Collected data:
**********

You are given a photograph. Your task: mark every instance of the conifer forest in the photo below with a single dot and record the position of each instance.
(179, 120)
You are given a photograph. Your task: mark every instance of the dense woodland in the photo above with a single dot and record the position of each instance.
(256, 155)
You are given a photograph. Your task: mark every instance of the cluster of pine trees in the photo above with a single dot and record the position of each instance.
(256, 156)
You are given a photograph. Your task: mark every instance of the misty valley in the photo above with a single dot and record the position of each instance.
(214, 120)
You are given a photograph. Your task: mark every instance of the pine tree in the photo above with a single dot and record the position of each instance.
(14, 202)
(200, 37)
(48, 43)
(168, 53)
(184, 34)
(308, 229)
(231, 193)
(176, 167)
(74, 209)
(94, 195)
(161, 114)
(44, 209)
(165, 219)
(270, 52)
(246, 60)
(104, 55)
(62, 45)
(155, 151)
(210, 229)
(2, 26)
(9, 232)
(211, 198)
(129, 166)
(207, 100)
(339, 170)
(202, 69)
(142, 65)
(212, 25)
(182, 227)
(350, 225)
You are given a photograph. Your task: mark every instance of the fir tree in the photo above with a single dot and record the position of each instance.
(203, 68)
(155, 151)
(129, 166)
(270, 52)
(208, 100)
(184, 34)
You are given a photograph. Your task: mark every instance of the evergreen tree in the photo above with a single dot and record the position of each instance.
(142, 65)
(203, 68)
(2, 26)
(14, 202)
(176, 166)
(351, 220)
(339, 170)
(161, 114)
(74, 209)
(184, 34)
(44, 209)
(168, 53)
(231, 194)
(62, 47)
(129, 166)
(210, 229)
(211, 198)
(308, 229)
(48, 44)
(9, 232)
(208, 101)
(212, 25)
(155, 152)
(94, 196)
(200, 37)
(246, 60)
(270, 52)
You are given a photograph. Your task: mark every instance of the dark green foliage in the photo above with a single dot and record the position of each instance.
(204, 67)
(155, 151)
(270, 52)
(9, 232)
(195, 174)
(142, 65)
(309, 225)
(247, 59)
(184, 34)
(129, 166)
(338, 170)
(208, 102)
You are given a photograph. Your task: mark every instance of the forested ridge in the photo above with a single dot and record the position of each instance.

**********

### Request
Output exactly the lines between the one containing "of the cluster" and the final line above, both inclusive.

### Expected output
You are given a photograph. Your task: mark every instance of the cluster of pine trees in the photo above with a single dot and record the position of each instance.
(256, 156)
You are given a photograph. Your task: mark every instance of the misty valley in the photo above with a single dot and record the position of each instance.
(214, 120)
You are given a photograph. Your task: mark every instance of the pine tree in the photo above with a single dot and record the position of each instance.
(14, 202)
(200, 37)
(48, 43)
(168, 53)
(184, 34)
(308, 229)
(231, 193)
(176, 167)
(74, 209)
(94, 195)
(161, 114)
(44, 209)
(165, 219)
(270, 52)
(246, 60)
(104, 55)
(62, 45)
(155, 151)
(210, 229)
(2, 26)
(9, 232)
(211, 198)
(129, 166)
(207, 100)
(339, 170)
(202, 69)
(142, 65)
(212, 25)
(182, 227)
(350, 225)
You are given a photograph. Your task: mark every instance of the fir tree in the photo above with a single dot and record the position of each instance.
(203, 68)
(155, 151)
(129, 166)
(270, 52)
(208, 100)
(184, 34)
You are given a photograph. Your task: mark every instance of the evergreen tree in the photo above with a single dot and record the position of each instance.
(142, 65)
(203, 68)
(2, 26)
(14, 202)
(176, 166)
(351, 220)
(339, 170)
(161, 114)
(74, 209)
(184, 34)
(44, 209)
(168, 53)
(231, 194)
(62, 47)
(129, 166)
(210, 229)
(211, 198)
(308, 229)
(48, 44)
(9, 232)
(208, 101)
(212, 25)
(155, 152)
(94, 196)
(200, 37)
(246, 60)
(270, 52)
You are given a photograph. Your task: mark every instance of the dark green foliage in the photo above with a single dot and record the position of each instance.
(204, 67)
(155, 151)
(270, 52)
(9, 232)
(195, 174)
(142, 65)
(309, 225)
(247, 59)
(184, 34)
(129, 166)
(338, 170)
(208, 102)
You are given a photograph. Your task: mark every instance of the forested ridge in the photo above with a single dot and record the position of each instance.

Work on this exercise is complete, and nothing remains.